§ Problem requirements
Please count the lines of the records below that contain the word "list", and give only that number.

§ Exercise materials
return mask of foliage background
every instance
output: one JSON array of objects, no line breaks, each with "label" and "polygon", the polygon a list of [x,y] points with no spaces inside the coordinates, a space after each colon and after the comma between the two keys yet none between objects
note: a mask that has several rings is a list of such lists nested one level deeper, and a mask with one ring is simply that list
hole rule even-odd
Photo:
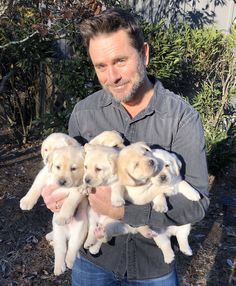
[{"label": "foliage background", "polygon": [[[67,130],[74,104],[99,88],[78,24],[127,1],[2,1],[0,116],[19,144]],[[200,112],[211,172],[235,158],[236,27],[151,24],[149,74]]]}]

§ Worked solution
2